(Data shown Opens)

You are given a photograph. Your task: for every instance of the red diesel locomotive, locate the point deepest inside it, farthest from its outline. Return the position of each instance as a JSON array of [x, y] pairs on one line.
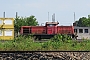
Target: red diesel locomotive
[[46, 32]]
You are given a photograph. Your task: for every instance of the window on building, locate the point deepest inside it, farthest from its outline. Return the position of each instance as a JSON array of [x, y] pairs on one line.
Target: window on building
[[86, 30], [80, 30], [75, 30]]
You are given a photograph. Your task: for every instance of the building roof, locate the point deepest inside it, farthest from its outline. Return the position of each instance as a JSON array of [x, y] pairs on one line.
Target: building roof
[[52, 23]]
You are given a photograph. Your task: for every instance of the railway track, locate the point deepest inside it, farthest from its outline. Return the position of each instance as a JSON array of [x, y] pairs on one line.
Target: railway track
[[45, 40]]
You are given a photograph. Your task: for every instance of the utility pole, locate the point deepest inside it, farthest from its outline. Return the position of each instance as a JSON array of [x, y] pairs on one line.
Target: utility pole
[[48, 16], [16, 14], [74, 16], [3, 14]]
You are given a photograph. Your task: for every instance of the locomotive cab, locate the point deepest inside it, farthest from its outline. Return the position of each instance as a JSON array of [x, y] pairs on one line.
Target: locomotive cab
[[51, 27]]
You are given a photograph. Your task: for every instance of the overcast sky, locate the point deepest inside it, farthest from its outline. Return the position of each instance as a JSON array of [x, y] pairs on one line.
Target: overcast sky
[[63, 9]]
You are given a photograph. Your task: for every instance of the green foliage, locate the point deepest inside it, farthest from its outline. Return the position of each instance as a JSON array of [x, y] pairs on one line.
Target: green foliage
[[27, 21]]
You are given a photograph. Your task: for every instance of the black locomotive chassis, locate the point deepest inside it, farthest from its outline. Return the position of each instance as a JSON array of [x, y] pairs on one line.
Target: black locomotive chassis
[[46, 36]]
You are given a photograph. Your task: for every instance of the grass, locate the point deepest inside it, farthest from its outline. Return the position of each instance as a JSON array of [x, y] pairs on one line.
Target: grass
[[55, 44]]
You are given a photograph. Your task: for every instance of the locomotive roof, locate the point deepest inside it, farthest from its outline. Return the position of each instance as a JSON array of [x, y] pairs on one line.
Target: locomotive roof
[[52, 23]]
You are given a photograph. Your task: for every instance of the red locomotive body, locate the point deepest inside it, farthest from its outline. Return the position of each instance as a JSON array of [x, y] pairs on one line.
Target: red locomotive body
[[47, 31]]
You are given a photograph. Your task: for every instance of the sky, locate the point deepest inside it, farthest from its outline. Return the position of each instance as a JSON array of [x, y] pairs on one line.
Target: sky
[[63, 9]]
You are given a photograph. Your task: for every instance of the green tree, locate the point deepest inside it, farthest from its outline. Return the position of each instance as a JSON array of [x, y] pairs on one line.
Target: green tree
[[27, 21]]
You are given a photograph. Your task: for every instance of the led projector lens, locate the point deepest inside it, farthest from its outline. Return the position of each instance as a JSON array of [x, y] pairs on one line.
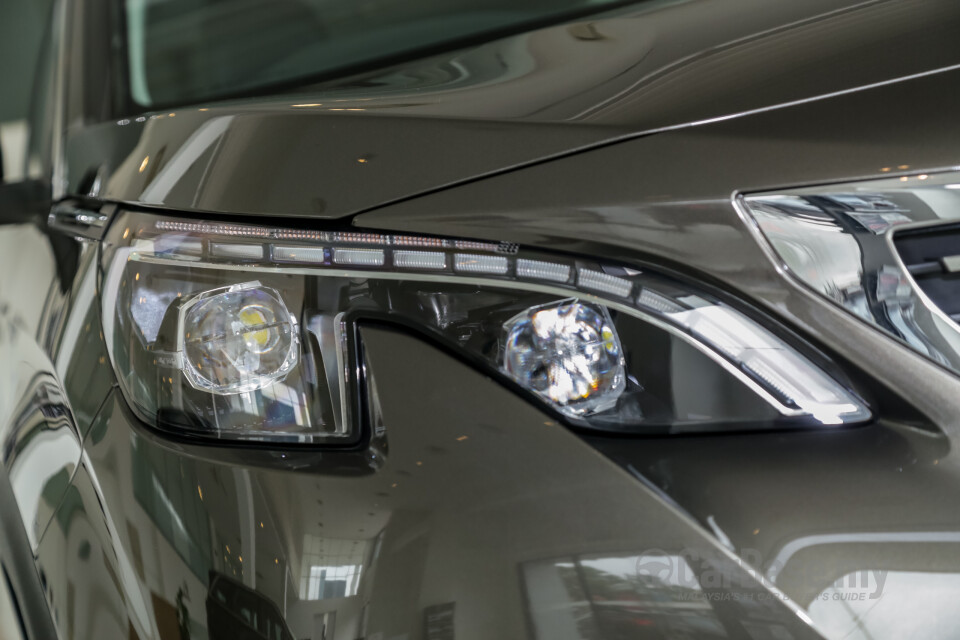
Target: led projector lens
[[237, 339], [567, 352]]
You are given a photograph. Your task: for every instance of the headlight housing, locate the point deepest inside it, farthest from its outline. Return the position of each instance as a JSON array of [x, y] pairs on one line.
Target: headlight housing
[[887, 251], [244, 332]]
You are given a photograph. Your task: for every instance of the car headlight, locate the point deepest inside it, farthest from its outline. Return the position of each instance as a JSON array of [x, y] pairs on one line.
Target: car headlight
[[885, 250], [246, 332]]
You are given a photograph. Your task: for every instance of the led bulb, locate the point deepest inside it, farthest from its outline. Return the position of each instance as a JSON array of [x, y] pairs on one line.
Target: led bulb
[[237, 339], [567, 352]]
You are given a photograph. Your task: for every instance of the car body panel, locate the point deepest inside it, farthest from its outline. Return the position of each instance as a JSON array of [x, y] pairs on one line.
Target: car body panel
[[626, 136], [475, 499]]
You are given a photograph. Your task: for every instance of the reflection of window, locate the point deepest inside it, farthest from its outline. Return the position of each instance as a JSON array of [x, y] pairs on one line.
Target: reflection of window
[[617, 597], [331, 568], [174, 507]]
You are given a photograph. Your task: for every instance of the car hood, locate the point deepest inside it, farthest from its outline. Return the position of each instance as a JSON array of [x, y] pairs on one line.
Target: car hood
[[336, 149]]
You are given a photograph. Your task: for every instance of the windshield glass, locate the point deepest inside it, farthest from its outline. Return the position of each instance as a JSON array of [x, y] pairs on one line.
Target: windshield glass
[[186, 51]]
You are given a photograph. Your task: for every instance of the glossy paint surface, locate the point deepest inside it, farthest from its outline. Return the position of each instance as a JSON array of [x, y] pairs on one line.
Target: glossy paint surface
[[349, 145], [470, 511], [476, 514]]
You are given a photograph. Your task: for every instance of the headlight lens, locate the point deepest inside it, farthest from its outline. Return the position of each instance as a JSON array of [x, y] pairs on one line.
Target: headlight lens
[[881, 249], [247, 333]]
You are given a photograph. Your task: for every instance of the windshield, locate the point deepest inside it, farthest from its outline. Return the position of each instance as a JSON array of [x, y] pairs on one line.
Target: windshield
[[186, 51]]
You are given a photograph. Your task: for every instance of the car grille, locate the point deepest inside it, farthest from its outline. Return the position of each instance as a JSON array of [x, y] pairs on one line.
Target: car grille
[[932, 256]]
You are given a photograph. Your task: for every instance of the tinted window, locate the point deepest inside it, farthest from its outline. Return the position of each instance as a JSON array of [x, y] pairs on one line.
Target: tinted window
[[183, 51]]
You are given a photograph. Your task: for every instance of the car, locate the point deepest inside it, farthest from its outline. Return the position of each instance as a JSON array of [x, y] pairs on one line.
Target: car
[[556, 320]]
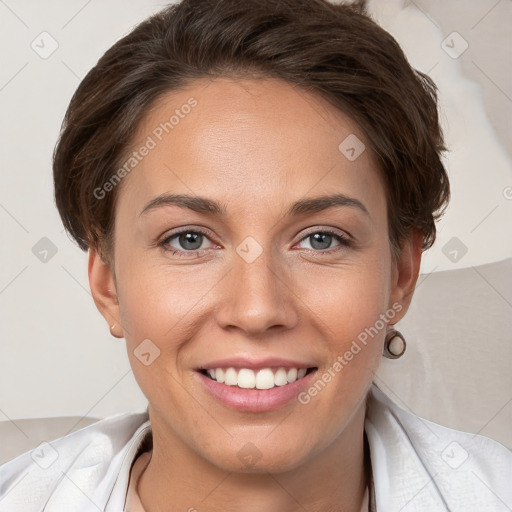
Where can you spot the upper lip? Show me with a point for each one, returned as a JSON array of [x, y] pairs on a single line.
[[254, 364]]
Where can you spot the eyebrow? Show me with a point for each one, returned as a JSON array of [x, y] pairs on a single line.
[[211, 207]]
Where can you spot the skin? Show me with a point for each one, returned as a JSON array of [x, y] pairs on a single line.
[[256, 146]]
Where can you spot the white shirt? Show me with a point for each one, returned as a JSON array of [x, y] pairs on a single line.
[[417, 466]]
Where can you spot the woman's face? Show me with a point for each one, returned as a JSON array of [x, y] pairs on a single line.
[[265, 279]]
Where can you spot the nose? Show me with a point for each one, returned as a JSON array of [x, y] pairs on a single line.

(Data shown Closes)

:: Task objective ::
Once the pictures are removed, reproduce the remaining entries above exactly.

:: Response box ::
You are given a photograph. Your task: for every instance of the red diesel locomotive, locate the point deepest inside it, farthest from its outline. Return the position of each instance as a JSON array of [x, y] pairs on one line.
Target: red diesel locomotive
[[46, 32]]
You are given a photograph. Your task: for every instance of the window on building, locate the point deepest inside it, farthest from its outline. Return the position of each instance as a JSON array of [x, y] pairs on one line.
Target: window on building
[[86, 30], [80, 30], [75, 30]]
You are given a photograph. Your task: for every instance of the building roof, locate the point deepest inside it, farthest from its outline. Return the position of each instance as a JSON array of [x, y] pairs on one line.
Target: building roof
[[52, 23]]
You are given a photograph. Your task: for every instance of the railway track, locate the point deepest inside it, farthest from its outline. Return the position of each instance as a JSON array of [x, y] pairs on one line.
Target: railway track
[[45, 40]]
You are given a photograph. Your task: for every instance of the utility pole, locate the point deepest inside it, farthest from its outline. Return the position of each instance as a JSON array of [x, y] pairs on one line.
Target: utility pole
[[48, 16], [16, 14], [74, 16], [3, 14]]
You are given a photograph. Your task: for every instance of the locomotive cab, locate the point deepest inside it, farthest from its outline. Return the position of each instance as a JSON array of [x, y] pairs on one line.
Target: locomotive cab
[[51, 27]]
You are given a photograph. Your task: for every instance of the overcast sky, locate the point deepest inside it, farthest from its outline. Return the position of each instance as a JSON array of [x, y] pairs on one line.
Target: overcast sky
[[63, 9]]
You are given a photograph. Your task: for every instance of the green foliage, locate the point deepest inside it, farthest from its outline. Return the position of each instance as a JSON array of [x, y] pairs on one line.
Target: green foliage
[[27, 21]]
You are given a photograph. Your task: for every instance of the black locomotive chassis, locate the point deepest inside it, farthest from its outline. Return the position of each instance as a JSON array of [x, y] pairs on one line.
Target: black locomotive chassis
[[46, 36]]
You are given a photograph. Your task: for every instance of the grass, locate the point deepest inside it, farthest from its outline. Return the position of each instance as a JSON array of [x, y] pairs on one line.
Target: grass
[[55, 44]]
You are given a photograph. Your task: for every instance of the locomotive roof, locate the point deepest inside it, farthest from its outline. Return the position of each instance as a JSON array of [x, y] pairs on one line.
Target: locomotive roof
[[52, 23]]
You are given a photograph. Your task: for every instance of the red locomotive body, locate the point deepest inside it, farthest from its outline. Return the position of each instance as a JSON array of [x, y] pairs on one line.
Target: red locomotive body
[[47, 31]]
You are given a photograph. Your task: for every instance of the sky, locate the point deepest inside it, farthest from its outline. Return the position of each instance as a JSON array of [x, y] pairs on one line.
Target: sky
[[63, 9]]
You are given a photograph. Your task: for every instance of the green tree, locate the point deepest inside it, farthest from its outline. Return the position of each instance as a JSON array of [x, y] pairs on one line.
Target: green tree
[[27, 21]]
You are given a photograph. Your task: for every instance of the led projector lens, locate the point deepest inside it, farthest from its outline. Return the position of each instance as a JSON array of [x, y] pairs on one line.
Target: led projector lens
[[237, 339], [567, 352]]
You are given a photograph. Your task: for every instance of the headlight housing, locate the point deepest inside it, farthest from its outline. Return the position of each instance as a JSON array of [x, y] pairs on one line.
Target: headlight housing
[[887, 251], [244, 332]]
You are given a photograph. Your task: for every instance of the car headlight, locate the point deepest inside it, farthest from its outline. Return the position of each instance as a JSON array of [x, y] pairs on one line.
Target: car headlight
[[885, 250], [246, 332]]
You are given a photograph. Your task: for every instance of the led bulb, locate the point deepest inside it, farthest from its outline. Return the position of each instance as a JSON array of [x, y] pairs on one line.
Target: led bulb
[[237, 339], [567, 352]]
You are given a photograph. Your task: for every instance of the car body panel, locate the point deepest inside it, farthest from its outline. Return the position of each instance as a JSON array of [x, y] pairs on one line.
Target: car body panel
[[626, 136], [475, 499]]
You are given a photograph. Your task: for every instance of the reflection of window, locate the point deepest inside it, farthest from its outline. Return the position of each instance as a JSON array of [x, y] pairs on one line.
Target: reflection of window
[[617, 597], [331, 568], [174, 507]]
You are given a photograph. Your task: for every instance of the car hood, locate the point deepest inside it, farthest from its outline. Return the position of each instance as a JSON array of [x, y] pairs on one line.
Target: car hood
[[336, 149]]
You are given a photograph. Your task: for every instance of the windshield glass, locate the point deepest inside it, farthest from its outline. Return the position of each instance as a JSON array of [x, y] pairs on one line.
Target: windshield glass
[[186, 51]]
You are given a photograph. Your task: for every instance of the glossy paint surface, locate the point deepest inside it, farthest from its outline. Return the position of each instance as a JSON array of [x, y] pairs on one line.
Target: glossy paint surface
[[349, 145], [470, 511], [476, 514]]
You are given a photograph. Your task: for every instance of the headlight lens, locate the point deepest inside it, farthest from its outline. Return the position of each instance as a JSON array of [x, y] pairs on one line.
Target: headlight lens
[[881, 249], [247, 333]]
You are given a photograph. Your task: for every instance of the windshield, locate the point deepest inside it, farthest from its outline. Return the position of each instance as a JSON array of [x, y] pairs on one line.
Target: windshield
[[186, 51]]
You are given a photograph. Your task: for every instance of the car grille, locate the point deepest inside it, farthest from its outline. Return the position of each instance as a JSON array of [x, y] pairs on one line.
Target: car grille
[[932, 256]]
You are given a photograph. Your task: for every instance of the tinted window, locate the point deepest inside it, farthest from its outline. Return the position of each instance as a JSON array of [x, y] pairs on one line.
Target: tinted window
[[183, 51]]
You are given a photograph. Your task: for every instance of the car, locate the point deepest inside it, farthest from its outline. Return the position of each instance as a JSON array of [x, y] pairs on one line.
Target: car
[[556, 320]]
Where can you spot the upper lip? Show me with a point for each one, returned as a JSON array of [x, y] pairs on a single line.
[[254, 364]]
Where can you spot the eyebrow? Show me with a point for each one, returned as a JSON array of [x, y] pairs on a single line.
[[211, 207]]
Where can you spot the skin? Show me with a point for each one, returned as a JSON array of [x, y] pairs on a single line.
[[256, 146]]
Where can you spot the white shirt? Show me with a point for each one, returned as a JSON array of [x, y] pairs on a single line.
[[417, 466]]
Where can you spot the woman's face? Show me with a point for each one, returned as a JSON array of [x, y] pairs on a single line.
[[265, 279]]
Where can you spot the nose? Show me with a point for each one, returned as a JSON array of [x, y] pairs on a single line.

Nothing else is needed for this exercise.